Фрагмент источника:
- - - - - - -
Следующий общественный договор, который начал формироваться в начале 2010-х, оказался скомкан стартовавшей холодной войной. Элиты были поставлены перед серьезным, практически цивилизационным выбором, но не своим населением, а западными партнерами. В 2011 году городской средний класс потребовал новых правил игры: честных выборов, но как часть более широкого запроса на честность элиты в целом — снижения коррупции, справедливого распределения благ, большего политического выбора. Власть ответила, предложив прямые выборы губернаторов и облегченные условия для создания партий. Но эти полумеры не решили главной дилеммы: российская элита — она здесь, с Россией и народом, или там, на Западе, с семьями, Куршевелями и счетами? В итоге, когда нация оказалась на реперной точке с «крымской весной», народ сделал безапелляционный выбор в пользу патриотической консолидации вокруг Владимира Путина и национальных интересов, согласившись терпеть санкции за «русских людей в Крыму». А вот элиты свою часть договора так и не «подписали», не согласившись разорвать связи с Западом и демонстрируя выжидательную позицию: а вдруг санкции ненадолго?
- - - - - - -
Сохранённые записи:
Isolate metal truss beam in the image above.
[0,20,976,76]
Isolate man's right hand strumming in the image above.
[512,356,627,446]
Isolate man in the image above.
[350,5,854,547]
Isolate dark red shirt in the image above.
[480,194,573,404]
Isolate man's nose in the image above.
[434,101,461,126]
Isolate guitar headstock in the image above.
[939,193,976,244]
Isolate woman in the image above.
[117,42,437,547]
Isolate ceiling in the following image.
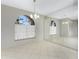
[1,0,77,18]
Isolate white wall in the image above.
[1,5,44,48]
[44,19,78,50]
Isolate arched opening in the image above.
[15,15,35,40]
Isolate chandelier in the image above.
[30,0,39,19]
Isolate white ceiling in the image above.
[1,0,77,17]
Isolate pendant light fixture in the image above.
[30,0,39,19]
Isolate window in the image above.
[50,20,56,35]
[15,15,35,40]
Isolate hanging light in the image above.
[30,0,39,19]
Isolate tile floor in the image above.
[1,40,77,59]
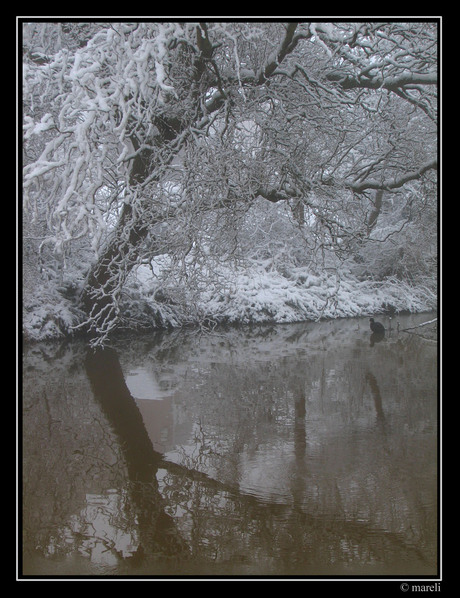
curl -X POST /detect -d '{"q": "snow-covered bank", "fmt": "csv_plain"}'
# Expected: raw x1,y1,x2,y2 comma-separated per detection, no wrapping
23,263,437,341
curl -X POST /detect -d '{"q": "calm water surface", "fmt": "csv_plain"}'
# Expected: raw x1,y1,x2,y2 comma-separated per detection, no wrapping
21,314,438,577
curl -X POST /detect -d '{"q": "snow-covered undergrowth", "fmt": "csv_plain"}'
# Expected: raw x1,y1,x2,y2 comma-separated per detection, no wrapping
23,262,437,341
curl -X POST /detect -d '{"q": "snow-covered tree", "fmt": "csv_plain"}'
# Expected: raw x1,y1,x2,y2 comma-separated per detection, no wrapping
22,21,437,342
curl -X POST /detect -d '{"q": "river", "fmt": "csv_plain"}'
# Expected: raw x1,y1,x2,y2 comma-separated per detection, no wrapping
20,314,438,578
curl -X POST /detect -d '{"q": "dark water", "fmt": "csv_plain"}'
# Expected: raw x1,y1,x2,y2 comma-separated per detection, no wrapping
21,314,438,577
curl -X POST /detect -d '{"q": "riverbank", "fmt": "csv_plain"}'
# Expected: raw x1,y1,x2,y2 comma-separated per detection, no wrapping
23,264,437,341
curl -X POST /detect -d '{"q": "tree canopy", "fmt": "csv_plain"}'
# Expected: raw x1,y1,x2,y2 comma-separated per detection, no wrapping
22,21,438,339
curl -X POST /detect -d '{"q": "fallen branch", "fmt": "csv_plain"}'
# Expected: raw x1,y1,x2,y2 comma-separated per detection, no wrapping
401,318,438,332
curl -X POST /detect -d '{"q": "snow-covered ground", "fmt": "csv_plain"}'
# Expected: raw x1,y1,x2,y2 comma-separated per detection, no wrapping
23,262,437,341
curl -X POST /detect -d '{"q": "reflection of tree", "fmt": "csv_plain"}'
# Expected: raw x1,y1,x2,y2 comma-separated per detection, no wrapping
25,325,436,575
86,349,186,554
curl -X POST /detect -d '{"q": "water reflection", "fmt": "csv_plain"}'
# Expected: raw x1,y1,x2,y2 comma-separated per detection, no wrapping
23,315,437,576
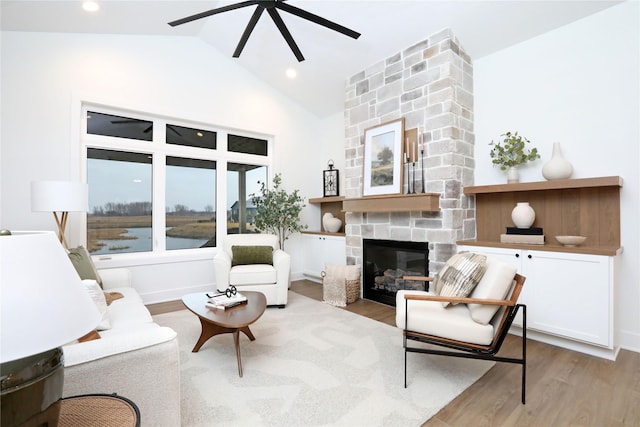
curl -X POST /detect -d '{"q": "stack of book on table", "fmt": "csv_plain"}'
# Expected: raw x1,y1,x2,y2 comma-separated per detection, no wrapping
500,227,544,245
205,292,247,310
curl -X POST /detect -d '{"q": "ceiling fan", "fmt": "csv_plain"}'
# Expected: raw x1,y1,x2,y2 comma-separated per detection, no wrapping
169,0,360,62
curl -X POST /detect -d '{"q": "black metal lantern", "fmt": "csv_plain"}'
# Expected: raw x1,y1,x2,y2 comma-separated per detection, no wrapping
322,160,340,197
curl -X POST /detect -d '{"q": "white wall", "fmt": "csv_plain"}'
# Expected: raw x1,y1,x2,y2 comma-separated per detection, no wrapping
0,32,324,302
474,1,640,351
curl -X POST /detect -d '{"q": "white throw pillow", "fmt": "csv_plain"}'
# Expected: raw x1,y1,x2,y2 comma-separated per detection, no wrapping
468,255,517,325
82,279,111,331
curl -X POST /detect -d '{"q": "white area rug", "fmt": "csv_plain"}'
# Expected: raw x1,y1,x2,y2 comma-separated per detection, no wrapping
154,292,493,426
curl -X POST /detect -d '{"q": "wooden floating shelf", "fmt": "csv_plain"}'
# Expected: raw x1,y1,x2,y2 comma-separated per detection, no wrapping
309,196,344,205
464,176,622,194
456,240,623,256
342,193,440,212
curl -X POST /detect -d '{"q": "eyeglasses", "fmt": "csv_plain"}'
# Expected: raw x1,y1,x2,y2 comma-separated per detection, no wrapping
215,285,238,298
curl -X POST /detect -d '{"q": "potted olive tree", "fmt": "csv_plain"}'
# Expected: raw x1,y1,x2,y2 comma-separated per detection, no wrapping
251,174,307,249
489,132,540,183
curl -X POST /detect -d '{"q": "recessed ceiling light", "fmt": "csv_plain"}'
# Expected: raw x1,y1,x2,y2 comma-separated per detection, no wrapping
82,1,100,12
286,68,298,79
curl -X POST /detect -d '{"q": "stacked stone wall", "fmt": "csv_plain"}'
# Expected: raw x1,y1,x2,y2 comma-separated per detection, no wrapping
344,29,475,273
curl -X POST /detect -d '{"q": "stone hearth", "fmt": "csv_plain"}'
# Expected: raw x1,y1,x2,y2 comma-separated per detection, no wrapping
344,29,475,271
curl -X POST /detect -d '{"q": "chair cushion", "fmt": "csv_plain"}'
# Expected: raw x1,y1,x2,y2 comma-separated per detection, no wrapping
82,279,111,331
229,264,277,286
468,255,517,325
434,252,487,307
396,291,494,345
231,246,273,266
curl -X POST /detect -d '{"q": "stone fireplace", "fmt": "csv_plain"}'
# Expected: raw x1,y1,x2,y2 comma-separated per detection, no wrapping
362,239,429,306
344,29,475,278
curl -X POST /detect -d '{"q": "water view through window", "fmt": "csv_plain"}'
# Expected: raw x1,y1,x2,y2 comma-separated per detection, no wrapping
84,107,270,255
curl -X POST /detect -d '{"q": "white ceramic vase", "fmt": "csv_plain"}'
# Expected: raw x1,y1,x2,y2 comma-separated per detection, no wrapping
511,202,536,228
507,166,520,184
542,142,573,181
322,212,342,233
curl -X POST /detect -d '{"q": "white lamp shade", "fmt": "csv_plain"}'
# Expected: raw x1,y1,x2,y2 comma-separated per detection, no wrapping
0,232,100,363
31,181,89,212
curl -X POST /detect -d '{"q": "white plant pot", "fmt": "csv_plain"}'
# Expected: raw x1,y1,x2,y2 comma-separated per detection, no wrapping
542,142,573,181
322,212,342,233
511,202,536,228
- - - - - - -
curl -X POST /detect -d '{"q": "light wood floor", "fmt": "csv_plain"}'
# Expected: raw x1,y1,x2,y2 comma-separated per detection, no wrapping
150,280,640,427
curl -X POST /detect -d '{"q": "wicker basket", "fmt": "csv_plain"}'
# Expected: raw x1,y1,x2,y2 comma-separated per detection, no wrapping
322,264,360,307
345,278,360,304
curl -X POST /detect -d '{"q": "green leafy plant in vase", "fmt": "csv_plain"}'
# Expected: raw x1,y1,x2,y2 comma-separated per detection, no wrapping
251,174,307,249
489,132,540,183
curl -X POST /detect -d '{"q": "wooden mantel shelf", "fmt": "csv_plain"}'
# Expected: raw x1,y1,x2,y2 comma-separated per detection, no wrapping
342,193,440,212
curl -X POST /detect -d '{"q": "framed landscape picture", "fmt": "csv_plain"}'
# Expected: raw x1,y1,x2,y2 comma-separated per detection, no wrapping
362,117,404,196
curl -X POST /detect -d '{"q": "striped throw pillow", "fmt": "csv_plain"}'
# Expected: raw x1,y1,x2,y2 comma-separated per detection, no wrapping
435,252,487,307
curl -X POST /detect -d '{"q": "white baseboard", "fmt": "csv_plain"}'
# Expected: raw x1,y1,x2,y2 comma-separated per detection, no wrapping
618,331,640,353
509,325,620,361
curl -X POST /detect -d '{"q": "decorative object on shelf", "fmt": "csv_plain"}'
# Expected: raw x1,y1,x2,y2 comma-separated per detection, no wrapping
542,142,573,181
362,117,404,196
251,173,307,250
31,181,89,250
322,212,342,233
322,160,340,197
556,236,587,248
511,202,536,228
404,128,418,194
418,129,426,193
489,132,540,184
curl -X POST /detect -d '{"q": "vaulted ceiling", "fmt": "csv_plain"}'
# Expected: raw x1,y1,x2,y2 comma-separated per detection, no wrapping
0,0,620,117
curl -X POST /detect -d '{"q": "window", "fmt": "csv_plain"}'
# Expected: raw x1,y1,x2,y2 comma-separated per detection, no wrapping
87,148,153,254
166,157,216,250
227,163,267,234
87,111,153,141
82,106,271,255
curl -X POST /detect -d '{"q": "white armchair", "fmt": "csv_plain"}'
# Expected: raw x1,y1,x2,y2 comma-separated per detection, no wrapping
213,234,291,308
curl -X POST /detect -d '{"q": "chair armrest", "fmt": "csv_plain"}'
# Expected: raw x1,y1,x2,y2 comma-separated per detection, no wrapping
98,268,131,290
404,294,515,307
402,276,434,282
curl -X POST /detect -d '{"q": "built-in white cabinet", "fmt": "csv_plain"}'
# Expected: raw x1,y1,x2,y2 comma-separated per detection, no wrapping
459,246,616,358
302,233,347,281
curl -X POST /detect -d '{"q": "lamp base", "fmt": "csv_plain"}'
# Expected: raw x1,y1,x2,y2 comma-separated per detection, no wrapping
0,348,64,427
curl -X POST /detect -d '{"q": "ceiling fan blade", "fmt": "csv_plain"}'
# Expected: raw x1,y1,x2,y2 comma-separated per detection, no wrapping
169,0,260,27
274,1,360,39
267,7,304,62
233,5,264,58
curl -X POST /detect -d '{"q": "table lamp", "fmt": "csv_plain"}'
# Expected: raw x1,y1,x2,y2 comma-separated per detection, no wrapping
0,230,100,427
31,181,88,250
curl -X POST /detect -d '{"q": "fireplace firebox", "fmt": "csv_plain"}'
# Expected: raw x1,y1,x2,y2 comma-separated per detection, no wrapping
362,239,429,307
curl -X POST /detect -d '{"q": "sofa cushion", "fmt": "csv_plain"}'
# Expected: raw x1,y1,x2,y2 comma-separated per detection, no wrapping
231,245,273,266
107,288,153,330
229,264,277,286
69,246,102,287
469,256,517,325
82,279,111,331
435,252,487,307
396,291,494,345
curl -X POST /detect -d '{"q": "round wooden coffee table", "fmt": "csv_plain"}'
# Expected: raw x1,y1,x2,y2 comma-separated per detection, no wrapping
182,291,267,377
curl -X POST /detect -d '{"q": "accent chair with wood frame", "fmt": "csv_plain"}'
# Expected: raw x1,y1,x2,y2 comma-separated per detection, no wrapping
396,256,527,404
- - - - - - -
Условия задания: Продолжите фрагмент об общественном договоре 2010-х и выборе российских элит, начиная сразу после его последнего предложения.

Результат:
Что предложит элита
Неудовлетворенность населения поведением элиты в рамках предыдущего политического цикла естественно перетекает в рамки следующего общественного договора. Нет никакой уверенности в том, что российские элиты справятся с вызовами холодной войны, с модернизационным экономическим рывком, обозначенным в послании президента, а также с транзитным периодом ближайшего путинского срока. Пожалуй, главным вопросом остается субъектность российской элиты в вопросе заключения нового ОД и его повестка. Проще говоря, что готова предложить элита населению в обмен на делегированные полномочия. Ведь по многим актуальным пунктам очевиден идейный тупик.
Старт холодной войны 2.0. Внешние события будут очень важными для внутренней политики страны в ближайшие шесть лет. Градус холодной войны повышается, высок риск прямых военных столкновений в Сирии и на Украине. Информационное давление будет усиливаться. В этих условиях необходима новая модель взаимодействия с обществом — в отношении принимаемых ценностей, в том, как строится информационная среда. Но что может предложить элита, которая по-прежнему живет с партнерами, которые «не понимают, что натворили» и в ответ на экономический спад предлагает «потерпеть»? Та элита, которая должна ежедневно доказывать, что способна вытащить страну в условиях перехода к более жестким условиям холодной войны (военный конфликт, изоляция, дипломатический бойкот)?
Второй тупик определенно обозначился в экономике. Либеральная экономическая модель неэффективна для интенсивного роста. Страна опускается по уровню развития все ниже. Ракеты обнуляют ядерную гонку, но мы-то хотим жить в мире «с Россией» и не доводить до сценария «зачем нам мир без России». Нужны неконсервативные экономические решения. Элита же пока не в состоянии сформулировать альтернативную модель развития.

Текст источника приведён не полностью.